* TASK GOAL
The article below reports John Lewis's cancer diagnosis. List every public official other than Lewis who is quoted responding to it, with the title the article gives each one.
── READING PASSAGE ──
U.S. Rep. John Lewis has an advanced form of pancreatic cancer, he announced in a Dec. 29 press release.

“I have been in some kind of fight – for freedom, equality, basic human rights – for nearly my entire life. I have never faced a fight quite like the one I have now,” said the Atlanta Democrat, whose 5th Congressional District includes part of southern Buckhead.

U.S. Rep. John Lewis. (Special)

Lewis, 79, was among the leading figures in the 1960s Civil Rights movement. He has held the Congressional seat since 1987.

Gov. Brian Kemp quickly responded on social media, saying, “John Lewis has always been a fighter and I know he will approach this challenge the same way: with passion, grit, and determination.” Kemp said he and his family will join “millions of people” in praying for Lewis and Lewis’s family.

U.S. Sen. David Perdue (R-Ga.) and his wife Bonnie offered support on social media as well.

“John Lewis is a warrior,” said Perdue. “If there’s anyone who can beat this, it’s him. Bonnie and I join the entire nation in praying for his strength in the days ahead.”

Atlanta Mayor Keisha Lance Bottoms issued a written statement of support.

“John Lewis is a national treasure and the embodiment of the spirit of Atlanta,” said Bottoms. “He has spent his entire life on the front lines of the fight for equality, peace and justice. As he now takes on his next fight, as a community of faith, we stand in agreement with him, believing that God is still on the throne, and that healing and restoration are on the horizon.”

The following is Lewis’s full statement from his press release:

“I have been in some kind of fight – for freedom, equality, basic human rights – for nearly my entire life. I have never faced a fight quite like the one I have now.

“This month in a routine medical visit, and subsequent tests, doctors discovered Stage IV pancreatic cancer. This diagnosis has been reconfirmed.

“While I am clear-eyed about the prognosis, doctors have told me that recent medical advances have made this type of cancer treatable in many cases, that treatment options are no longer as debilitating as they once were, and that I have a fighting chance.

“So I have decided to do what I know to do and do what I have always done: I am going to fight it and keep fighting for the Beloved Community. We still have many bridges to cross.

“To my constituents: being your representative in Congress is the honor of a lifetime. I will return to Washington in coming days to continue our work and begin my treatment plan, which will occur over the next several weeks. I may miss a few votes during this period, but with God’s grace I will be back on the front lines soon.

“Please keep me in your prayers as I begin this journey.”

Update: This story has been updated with comment from Mayor Keisha Lance Bottoms.
───
── GIVEN RECORDS ──
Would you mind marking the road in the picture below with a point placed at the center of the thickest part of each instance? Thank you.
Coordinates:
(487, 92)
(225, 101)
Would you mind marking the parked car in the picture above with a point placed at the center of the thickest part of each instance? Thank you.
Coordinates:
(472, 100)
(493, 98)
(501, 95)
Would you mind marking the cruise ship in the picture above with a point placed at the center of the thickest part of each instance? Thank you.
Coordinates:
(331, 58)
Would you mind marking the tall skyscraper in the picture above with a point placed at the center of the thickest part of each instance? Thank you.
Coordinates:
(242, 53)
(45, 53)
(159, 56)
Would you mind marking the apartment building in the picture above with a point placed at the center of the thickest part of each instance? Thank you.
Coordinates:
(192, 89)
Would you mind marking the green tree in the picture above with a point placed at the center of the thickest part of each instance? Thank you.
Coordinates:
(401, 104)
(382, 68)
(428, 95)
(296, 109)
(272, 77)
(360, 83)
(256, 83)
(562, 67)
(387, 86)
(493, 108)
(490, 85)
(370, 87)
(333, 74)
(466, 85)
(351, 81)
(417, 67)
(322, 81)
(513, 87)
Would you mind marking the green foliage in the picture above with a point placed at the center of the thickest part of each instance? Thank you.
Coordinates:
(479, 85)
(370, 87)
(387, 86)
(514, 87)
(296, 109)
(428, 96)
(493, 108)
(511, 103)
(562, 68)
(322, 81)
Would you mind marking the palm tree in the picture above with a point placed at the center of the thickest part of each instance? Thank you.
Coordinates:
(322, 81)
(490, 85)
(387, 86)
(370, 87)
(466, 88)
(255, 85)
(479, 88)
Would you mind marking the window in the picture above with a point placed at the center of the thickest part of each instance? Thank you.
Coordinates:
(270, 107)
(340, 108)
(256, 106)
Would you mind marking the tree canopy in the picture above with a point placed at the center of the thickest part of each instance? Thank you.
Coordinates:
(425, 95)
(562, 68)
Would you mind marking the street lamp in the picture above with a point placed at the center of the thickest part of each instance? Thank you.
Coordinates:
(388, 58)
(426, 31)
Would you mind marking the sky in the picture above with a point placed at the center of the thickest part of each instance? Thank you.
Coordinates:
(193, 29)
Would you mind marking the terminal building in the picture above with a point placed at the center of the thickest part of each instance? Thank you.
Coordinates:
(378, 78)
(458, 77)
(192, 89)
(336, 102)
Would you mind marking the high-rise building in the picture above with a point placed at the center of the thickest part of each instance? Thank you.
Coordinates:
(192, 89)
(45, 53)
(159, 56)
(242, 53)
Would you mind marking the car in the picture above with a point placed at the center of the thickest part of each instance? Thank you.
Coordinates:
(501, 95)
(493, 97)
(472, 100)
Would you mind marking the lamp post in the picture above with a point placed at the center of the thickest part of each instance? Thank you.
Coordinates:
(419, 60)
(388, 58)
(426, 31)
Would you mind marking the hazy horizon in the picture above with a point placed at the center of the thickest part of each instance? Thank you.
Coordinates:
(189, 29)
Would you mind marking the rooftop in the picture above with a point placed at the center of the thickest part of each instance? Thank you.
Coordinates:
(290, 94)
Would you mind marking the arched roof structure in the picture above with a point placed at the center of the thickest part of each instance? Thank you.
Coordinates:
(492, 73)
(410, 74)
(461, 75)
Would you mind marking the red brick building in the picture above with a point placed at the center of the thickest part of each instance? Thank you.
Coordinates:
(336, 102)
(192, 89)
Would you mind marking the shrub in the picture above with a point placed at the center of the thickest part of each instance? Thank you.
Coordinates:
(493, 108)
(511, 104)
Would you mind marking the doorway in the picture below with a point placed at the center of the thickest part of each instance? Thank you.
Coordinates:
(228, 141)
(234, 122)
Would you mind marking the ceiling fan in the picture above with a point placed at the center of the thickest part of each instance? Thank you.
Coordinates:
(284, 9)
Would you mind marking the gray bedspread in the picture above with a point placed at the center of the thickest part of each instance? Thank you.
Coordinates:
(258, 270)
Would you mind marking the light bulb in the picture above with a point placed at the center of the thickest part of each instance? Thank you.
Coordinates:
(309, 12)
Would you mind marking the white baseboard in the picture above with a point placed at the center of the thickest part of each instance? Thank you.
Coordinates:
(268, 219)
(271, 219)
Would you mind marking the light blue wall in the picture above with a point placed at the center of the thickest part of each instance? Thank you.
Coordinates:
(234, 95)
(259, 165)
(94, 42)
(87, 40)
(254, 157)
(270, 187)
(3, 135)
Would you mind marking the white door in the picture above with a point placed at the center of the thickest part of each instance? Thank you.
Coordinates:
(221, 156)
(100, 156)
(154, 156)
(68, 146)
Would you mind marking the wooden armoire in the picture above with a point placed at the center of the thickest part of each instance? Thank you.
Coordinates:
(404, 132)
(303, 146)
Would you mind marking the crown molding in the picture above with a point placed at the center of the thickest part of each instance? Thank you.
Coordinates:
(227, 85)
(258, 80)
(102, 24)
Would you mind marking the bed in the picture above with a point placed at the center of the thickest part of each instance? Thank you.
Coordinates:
───
* REPLY
Gov. Brian Kemp
U.S. Sen. David Perdue (R-Ga.)
Atlanta Mayor Keisha Lance Bottoms